Oxford-Bound Graduate Follows Her Heart
By Christine Vaughan and Katie Chappell
“You do a lot.”
The simple remark from one of the panelists at her University of Oxford Ph.D. interview spoke volumes about Colleen Lopez’s tenacious spirit and the preparation and mentorship she received at CSUSM.
The statement still echoes in her mind.
“If you are determined enough, you can do anything,” said Colleen, who graduated with her master’s in biological sciences from CSUSM in May.
This fall, the 26-year-old graduate student will move to the U.K. to study cardiovascular stem cell research with the goal of improving heart function for patients after a heart attack.
“Heart conditions run in my family, so this topic really hits home for me,” she said. “Undoubtedly, the opportunity to study and contribute to this research, alongside some of the most brilliant minds in the world, is a dream come true.”
Finding Her Own Way
After earning her bachelor’s degree in anthropology with a minor in education from University of California, Irvine, Colleen struggled to find purpose in work. While volunteering with St. Jude’s Children’s Research Hospital, she found her new calling – she wanted to save lives through applied biomedical research.
She enrolled at Palomar College and began taking the prerequisite science courses to apply for graduate school. Through a collaborative program between Palomar College and CSUSM that mentors minority students in the sciences to enter and succeed in doctoral studies, Colleen began shadowing Cal State San Marcos professors and being exposed to hands-on research.
Colleen was persistent, never missing an opportunity to work in the lab. She knew she wanted to pursue her master’s and it was in Professor Bianca Mothé’s immunology laboratory that she found a focus for her passion.

● Source material:
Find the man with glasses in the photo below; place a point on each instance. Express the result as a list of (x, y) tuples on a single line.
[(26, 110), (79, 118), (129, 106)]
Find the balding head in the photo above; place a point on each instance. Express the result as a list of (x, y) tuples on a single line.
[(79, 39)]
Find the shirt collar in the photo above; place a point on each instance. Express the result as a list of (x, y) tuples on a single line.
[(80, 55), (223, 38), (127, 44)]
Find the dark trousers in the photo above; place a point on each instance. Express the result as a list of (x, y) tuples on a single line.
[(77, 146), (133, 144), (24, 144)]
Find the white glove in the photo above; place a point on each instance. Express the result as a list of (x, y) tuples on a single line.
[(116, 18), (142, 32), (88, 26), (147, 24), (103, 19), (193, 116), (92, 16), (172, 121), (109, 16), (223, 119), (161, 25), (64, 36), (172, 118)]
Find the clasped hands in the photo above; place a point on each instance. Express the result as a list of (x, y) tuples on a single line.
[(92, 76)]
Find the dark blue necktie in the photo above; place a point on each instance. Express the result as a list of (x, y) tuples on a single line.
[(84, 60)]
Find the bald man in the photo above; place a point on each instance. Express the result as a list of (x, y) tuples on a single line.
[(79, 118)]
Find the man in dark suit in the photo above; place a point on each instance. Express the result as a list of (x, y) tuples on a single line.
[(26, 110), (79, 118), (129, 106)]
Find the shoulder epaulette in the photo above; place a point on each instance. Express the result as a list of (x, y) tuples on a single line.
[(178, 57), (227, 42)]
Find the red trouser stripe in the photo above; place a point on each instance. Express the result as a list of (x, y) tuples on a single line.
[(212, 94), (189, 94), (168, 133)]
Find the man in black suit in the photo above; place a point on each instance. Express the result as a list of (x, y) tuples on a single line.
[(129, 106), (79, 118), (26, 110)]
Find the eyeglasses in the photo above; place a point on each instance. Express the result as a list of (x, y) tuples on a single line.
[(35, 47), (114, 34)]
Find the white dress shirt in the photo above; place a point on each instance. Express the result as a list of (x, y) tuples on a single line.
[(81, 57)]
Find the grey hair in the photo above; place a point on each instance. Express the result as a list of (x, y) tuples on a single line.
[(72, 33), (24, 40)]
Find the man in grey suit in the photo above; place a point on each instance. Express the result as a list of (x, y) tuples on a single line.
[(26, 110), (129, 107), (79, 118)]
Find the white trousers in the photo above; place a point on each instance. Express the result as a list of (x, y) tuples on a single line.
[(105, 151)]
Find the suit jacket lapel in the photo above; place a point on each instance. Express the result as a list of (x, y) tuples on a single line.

● Instructions for the task: Rewrite the stretch of the article on Colleen Lopez from "This fall, the" through "a heart attack.", putting "United Kingdom" wherever "U.K." appears. You can ignore the items above.

● Answer to this problem:
This fall, the 26-year-old graduate student will move to the United Kingdom to study cardiovascular stem cell research with the goal of improving heart function for patients after a heart attack.